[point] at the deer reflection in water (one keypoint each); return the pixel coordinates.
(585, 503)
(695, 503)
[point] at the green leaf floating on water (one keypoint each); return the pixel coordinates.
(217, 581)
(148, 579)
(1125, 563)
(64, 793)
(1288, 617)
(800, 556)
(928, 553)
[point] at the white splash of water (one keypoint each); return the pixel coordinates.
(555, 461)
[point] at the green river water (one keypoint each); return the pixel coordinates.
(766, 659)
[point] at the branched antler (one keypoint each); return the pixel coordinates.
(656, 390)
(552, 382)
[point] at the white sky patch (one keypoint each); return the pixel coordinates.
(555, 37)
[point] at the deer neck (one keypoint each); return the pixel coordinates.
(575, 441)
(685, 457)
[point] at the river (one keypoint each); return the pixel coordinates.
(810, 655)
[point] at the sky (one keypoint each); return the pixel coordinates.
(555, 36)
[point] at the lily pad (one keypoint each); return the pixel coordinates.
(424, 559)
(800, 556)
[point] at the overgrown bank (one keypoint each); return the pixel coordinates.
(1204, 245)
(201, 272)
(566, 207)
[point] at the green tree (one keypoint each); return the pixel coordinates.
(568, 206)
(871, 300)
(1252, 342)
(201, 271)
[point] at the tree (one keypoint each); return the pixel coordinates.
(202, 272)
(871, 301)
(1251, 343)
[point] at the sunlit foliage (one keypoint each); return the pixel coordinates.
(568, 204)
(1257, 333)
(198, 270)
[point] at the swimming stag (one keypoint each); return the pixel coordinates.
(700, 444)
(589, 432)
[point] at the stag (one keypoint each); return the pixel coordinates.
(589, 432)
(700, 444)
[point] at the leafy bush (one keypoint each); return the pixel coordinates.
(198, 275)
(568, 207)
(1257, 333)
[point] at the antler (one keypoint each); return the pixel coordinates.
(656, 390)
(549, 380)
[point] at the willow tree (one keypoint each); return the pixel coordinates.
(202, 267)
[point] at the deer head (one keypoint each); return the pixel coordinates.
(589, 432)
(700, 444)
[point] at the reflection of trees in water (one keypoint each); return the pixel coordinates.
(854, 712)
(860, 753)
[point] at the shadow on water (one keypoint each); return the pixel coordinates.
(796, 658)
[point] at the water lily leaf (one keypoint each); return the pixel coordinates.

=====

--- WHAT IS EXPECTED ---
Rewrite all of the material above as a numbered list, one line per item, and omit any blank lines.

--- OUTPUT OF THE EXERCISE ---
1. [point] at the deer reflection in water (one keypoint each); return the pixel coordinates.
2. (585, 503)
3. (695, 503)
4. [point] at the green leaf floating on water (one keypoint each); return the pixel coordinates.
5. (217, 581)
6. (148, 579)
7. (1125, 563)
8. (64, 793)
9. (1288, 617)
10. (800, 556)
11. (928, 553)
12. [point] at the white splash of water (one keypoint each); return the pixel coordinates.
13. (555, 461)
14. [point] at the green river water (one keypoint each); return the pixel coordinates.
15. (766, 659)
16. [point] at the branched antler (one keypoint each); return the pixel coordinates.
17. (656, 390)
18. (552, 382)
19. [point] at the white sky patch (one keypoint each); return the pixel coordinates.
20. (555, 37)
21. [point] at the deer neck (one keypoint each); return the pixel coordinates.
22. (575, 441)
23. (685, 457)
24. [point] at the river (one keypoint each); return the pixel coordinates.
25. (810, 655)
26. [point] at the sky (one keypoint each); return the pixel coordinates.
27. (555, 36)
28. [point] at the lily pad (one keypoint each); return the pixel coordinates.
29. (424, 559)
30. (800, 556)
31. [point] at the overgrown bank (one keypoint each); return the pixel coordinates.
32. (1204, 245)
33. (201, 272)
34. (566, 207)
35. [point] at the green tree (one keypoint each); return the pixel coordinates.
36. (568, 206)
37. (871, 300)
38. (1252, 342)
39. (201, 271)
40. [point] at the tree (one keypoint each); return the pixel coordinates.
41. (202, 272)
42. (871, 301)
43. (1251, 343)
44. [point] at the sunlit foliage (one keypoint each); return the pixel coordinates.
45. (568, 204)
46. (1257, 333)
47. (198, 270)
48. [point] at the swimming stag (one keypoint each); return the pixel coordinates.
49. (700, 444)
50. (589, 432)
51. [point] at the stag (one keypoint each); return the pixel coordinates.
52. (589, 432)
53. (700, 444)
54. [point] at the leafy bush (one keypoint each); return the pixel coordinates.
55. (198, 275)
56. (568, 207)
57. (1257, 333)
58. [point] at the antler (one keypoint each); return the pixel coordinates.
59. (656, 390)
60. (549, 380)
61. [point] at the willow tree (one keypoint each); return the pixel coordinates.
62. (202, 267)
63. [point] at the deer head (one keypoint each); return the pixel coordinates.
64. (589, 432)
65. (700, 444)
66. [point] at the reflection of trees in water (one keypoint each); return the pixel coordinates.
67. (854, 712)
68. (860, 753)
69. [point] at the shadow on water (one keypoint each); return the pixel coordinates.
70. (796, 658)
71. [point] at the water lily leaf (one keypoint each); return the pixel coordinates.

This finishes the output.